ACTIVITY » Restate all data exactly. No images.

== DATA FOR THIS TASK ==

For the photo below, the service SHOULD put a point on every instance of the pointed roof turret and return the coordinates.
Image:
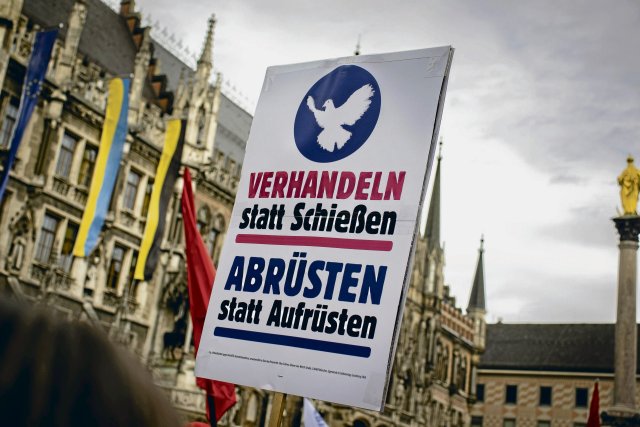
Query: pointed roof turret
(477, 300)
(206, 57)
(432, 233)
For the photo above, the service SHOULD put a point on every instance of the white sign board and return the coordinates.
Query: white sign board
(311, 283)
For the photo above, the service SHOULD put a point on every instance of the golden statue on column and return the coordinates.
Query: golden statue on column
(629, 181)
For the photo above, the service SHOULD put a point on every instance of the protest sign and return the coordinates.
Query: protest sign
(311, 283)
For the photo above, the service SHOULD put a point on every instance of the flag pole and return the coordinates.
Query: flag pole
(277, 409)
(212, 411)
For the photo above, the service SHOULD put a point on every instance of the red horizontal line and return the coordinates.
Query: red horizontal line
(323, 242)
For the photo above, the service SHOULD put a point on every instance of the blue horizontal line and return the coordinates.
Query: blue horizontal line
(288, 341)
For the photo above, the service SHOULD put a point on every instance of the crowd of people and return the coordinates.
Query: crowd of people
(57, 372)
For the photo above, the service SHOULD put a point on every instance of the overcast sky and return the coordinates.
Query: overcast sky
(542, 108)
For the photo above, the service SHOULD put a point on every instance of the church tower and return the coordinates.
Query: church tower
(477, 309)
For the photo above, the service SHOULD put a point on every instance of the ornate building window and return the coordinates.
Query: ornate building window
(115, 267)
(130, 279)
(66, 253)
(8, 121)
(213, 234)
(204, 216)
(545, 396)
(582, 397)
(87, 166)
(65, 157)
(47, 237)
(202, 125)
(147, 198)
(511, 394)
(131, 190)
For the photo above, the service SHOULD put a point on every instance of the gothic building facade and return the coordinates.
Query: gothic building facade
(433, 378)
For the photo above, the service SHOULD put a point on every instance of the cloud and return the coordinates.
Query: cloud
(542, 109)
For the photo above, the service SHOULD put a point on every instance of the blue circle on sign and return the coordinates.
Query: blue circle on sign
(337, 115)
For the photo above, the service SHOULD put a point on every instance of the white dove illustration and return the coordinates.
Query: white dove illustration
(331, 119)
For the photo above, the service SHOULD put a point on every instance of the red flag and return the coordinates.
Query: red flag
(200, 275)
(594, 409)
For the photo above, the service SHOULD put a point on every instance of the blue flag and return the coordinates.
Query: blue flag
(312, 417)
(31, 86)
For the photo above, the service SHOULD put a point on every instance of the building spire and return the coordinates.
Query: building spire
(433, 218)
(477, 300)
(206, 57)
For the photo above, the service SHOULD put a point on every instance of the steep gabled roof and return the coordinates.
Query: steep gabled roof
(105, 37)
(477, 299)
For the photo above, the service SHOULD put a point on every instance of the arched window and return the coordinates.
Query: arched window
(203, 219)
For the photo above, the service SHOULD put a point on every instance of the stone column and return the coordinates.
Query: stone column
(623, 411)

===

YOUR SOLUTION »
For the photo below, the service SHOULD put a point on every instance of the pointed roof turret and return the coordinates.
Image:
Query: pointed roof turret
(477, 300)
(206, 57)
(432, 233)
For the photo above, the service SHOULD put a point on every instance of the white sign board and return the coordinates.
Query: white sign board
(311, 283)
For the photo above, the service SHOULD put a point on every instance of the golden statue on column and return the coordinates.
Query: golden statue on column
(629, 181)
For the photo above, the service SHOULD put a point on every instance of the protest sign and return the coordinates.
Query: protest sign
(311, 283)
For the photo above, the service SHOULD put a point on every instance of the flag pole and return the coordinates.
Query: flag pole
(277, 409)
(212, 411)
For the photo above, the service SHOULD put a point on every instance of the red horizontal line and return the coordinates.
Query: red horizontal line
(323, 242)
For the photo above, the service SHOULD put a point on every instance of the blue horizontal line and return the coordinates.
Query: blue horizontal line
(288, 341)
For the photo above, the service SHOULD put a point on every instance of the crowd of people and return the coordinates.
Query: crowd of people
(57, 372)
For the photo above, the service SHOULD put a point on every instance of the overcast sky and return the coordinates.
Query: overcast sky
(542, 108)
For the photo above, the service SHOULD put a point on every instance of the church tower and return the coordinates.
Query: church tower
(477, 309)
For the photo above, the service SHOULD put a point on every instance of the ornate building window and return the coordinates.
Query: ornate building window
(115, 267)
(130, 279)
(66, 253)
(8, 121)
(213, 234)
(204, 216)
(545, 396)
(582, 397)
(87, 166)
(65, 157)
(47, 237)
(202, 125)
(147, 198)
(511, 394)
(131, 190)
For the photo above, the service SHOULD put a point on every instance of the gothic building facade and return the coordinates.
Query: gothic building facade
(433, 378)
For the photo above, the service SHOULD put a point on every instance of the cloud and return the coordinates.
Query: cloud
(542, 109)
For the photo above, the service SHOULD put a point on every instance of the blue circle on sign and return the coordinates.
Query: blue circle on sign
(337, 115)
For the photo above, the service SHOULD put a point on every instance of the white dove illustration and return the coordinates.
Query: white dove illustration
(331, 119)
For the photo above, the service SHOULD put a point on every instance of the red flag and return the coordinates.
Query: red flag
(200, 275)
(594, 409)
For the photo above, the service SHOULD put a point on every instance of the blue flag and return the coordinates.
Query: blue flag
(312, 417)
(31, 86)
For the photo above, the service SHOULD put a point on every instance of the building spire and return the coordinates.
Query: building spire
(433, 218)
(477, 300)
(206, 57)
For the photo above, the service SHOULD put a point on every instance of the steep gabled roof and return the coordinates.
Query: steep gabled roof
(105, 37)
(477, 299)
For the photo above, the service SHOULD put a point on every instance of the arched window and return the coordinates.
Query: arched window
(203, 219)
For the photo above, the service SHOULD put a point on every instance of the stone column and return the coordinates.
Query: stone column
(623, 411)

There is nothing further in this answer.